> **REQUIREMENT**: Leave the pictures out. Return all other data exactly.

** START MATERIAL TO PROCESS **

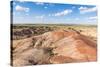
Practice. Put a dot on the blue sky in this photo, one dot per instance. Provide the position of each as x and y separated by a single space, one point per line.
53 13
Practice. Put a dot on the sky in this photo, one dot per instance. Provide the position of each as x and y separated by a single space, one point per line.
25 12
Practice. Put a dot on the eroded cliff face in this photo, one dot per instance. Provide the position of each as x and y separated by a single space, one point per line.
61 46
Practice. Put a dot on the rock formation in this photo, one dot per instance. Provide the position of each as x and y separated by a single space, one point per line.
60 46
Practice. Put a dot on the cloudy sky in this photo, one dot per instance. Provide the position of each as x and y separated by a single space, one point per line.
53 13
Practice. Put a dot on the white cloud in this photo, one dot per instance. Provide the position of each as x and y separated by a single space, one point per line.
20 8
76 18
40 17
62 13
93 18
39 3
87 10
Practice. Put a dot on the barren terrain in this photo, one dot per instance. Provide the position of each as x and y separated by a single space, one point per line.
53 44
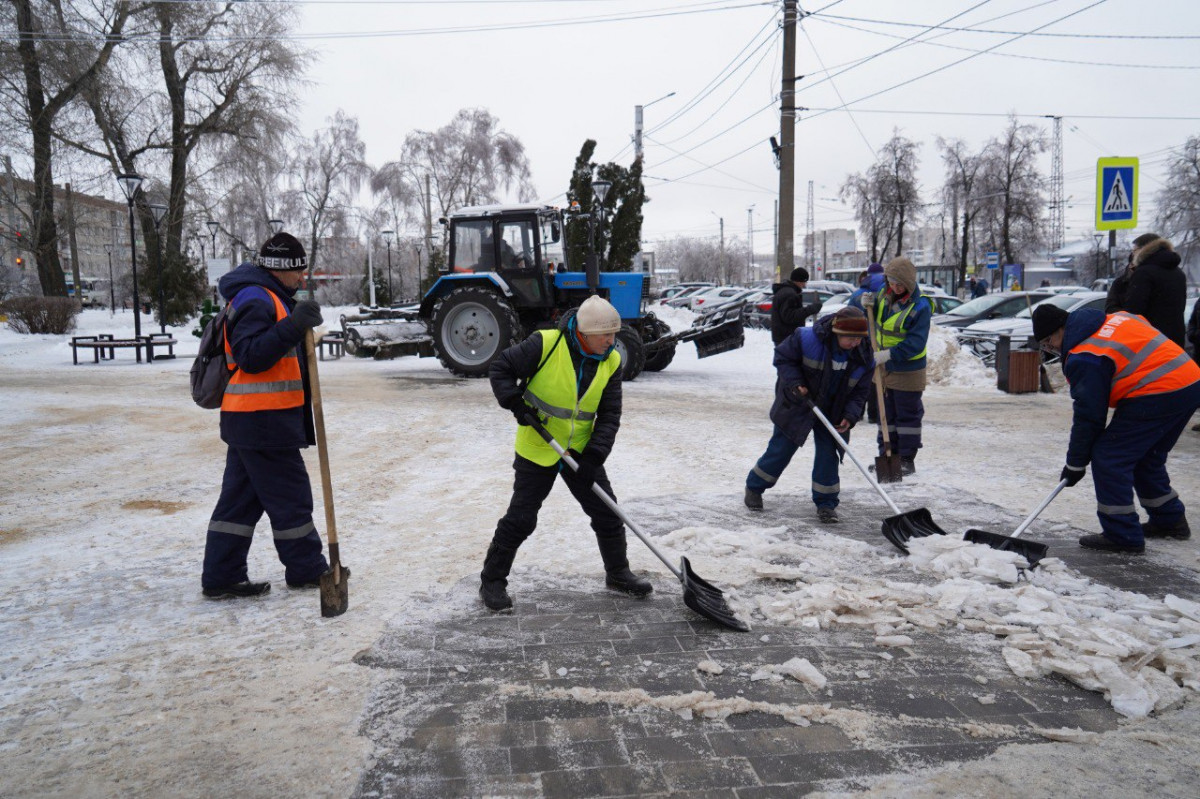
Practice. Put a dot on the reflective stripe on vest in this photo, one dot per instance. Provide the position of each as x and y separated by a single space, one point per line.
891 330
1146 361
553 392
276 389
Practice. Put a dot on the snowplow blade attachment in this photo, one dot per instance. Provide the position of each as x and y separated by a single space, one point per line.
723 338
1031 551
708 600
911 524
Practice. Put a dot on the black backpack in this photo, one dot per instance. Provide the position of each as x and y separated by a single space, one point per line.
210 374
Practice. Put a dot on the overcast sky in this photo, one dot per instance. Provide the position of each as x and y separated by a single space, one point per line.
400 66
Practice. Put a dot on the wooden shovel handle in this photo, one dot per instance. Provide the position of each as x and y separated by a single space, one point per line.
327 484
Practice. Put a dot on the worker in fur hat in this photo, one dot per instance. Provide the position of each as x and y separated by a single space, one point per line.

** END MATERIAL TO PROCESS **

> **COMPLETED EXERCISE**:
Practice. Put a dot on the blue sky in this photo, one dot per instance. Provide the position of each as x and y separated by a single space, one point per line.
53 13
Practice. Put a dot on the sky in this photo, one dot per instance. Provide the position of each as x and y separated by a single space, one point per line.
25 12
Practice. Put a dot on the eroded cliff face in this photo, one dot per instance. Provide the position of each as x and y separated by a single space, one point per line.
61 46
Practice. Put a dot on the rock formation in this photo, one dot per instance. Provide the position of each as x and y separated by a single space, one point per line.
60 46
Practice. Put a dot on the cloudy sky in this photo, one dot per instance. Provide the position of each as x and y separated by a single space, one point per line.
53 13
Practice. Put a dot on the white cloud in this photo, one dot per instance. Provide the position of each as x and y separated by a single space, one point per line.
20 8
76 18
40 17
62 13
93 18
39 3
87 10
Practice. Put a dot on the barren terrain in this photo, one dot per instance. Provide the position of each as x and y separated by a single space, one point per line.
53 44
Practice. Put a dot on the reflective stripe on vest in this photo, one dot per instance. Provide the position of each as x and y separated by a single space, one point per line.
891 330
1146 361
553 392
276 389
Practice. Put a dot on the snowplow blade attachment in this photo, one dot per instance. Provide the position of each as x and y separated by a single space, one point per line.
723 338
1031 551
708 600
911 524
Practice. Put a dot on the black backpack in this photo, one dot per instance. Provide the position of each as x and y separated by a single space, one point per line.
210 374
Practice. Put a dot on the overcast sky in this photo, one dot per instance. Provide the position of each as x and y separated by a single space, one point per line.
400 66
Practice. Put a dot on the wooden shovel handle in this photo, one dot per instance. Provide the position of each as x and y separated by a single space, one point per line.
327 484
Practice. Put a dot on the worker in fur hat in this photo, one dot per instance. Provide the position of each as x and y separated by a single space, one point per line.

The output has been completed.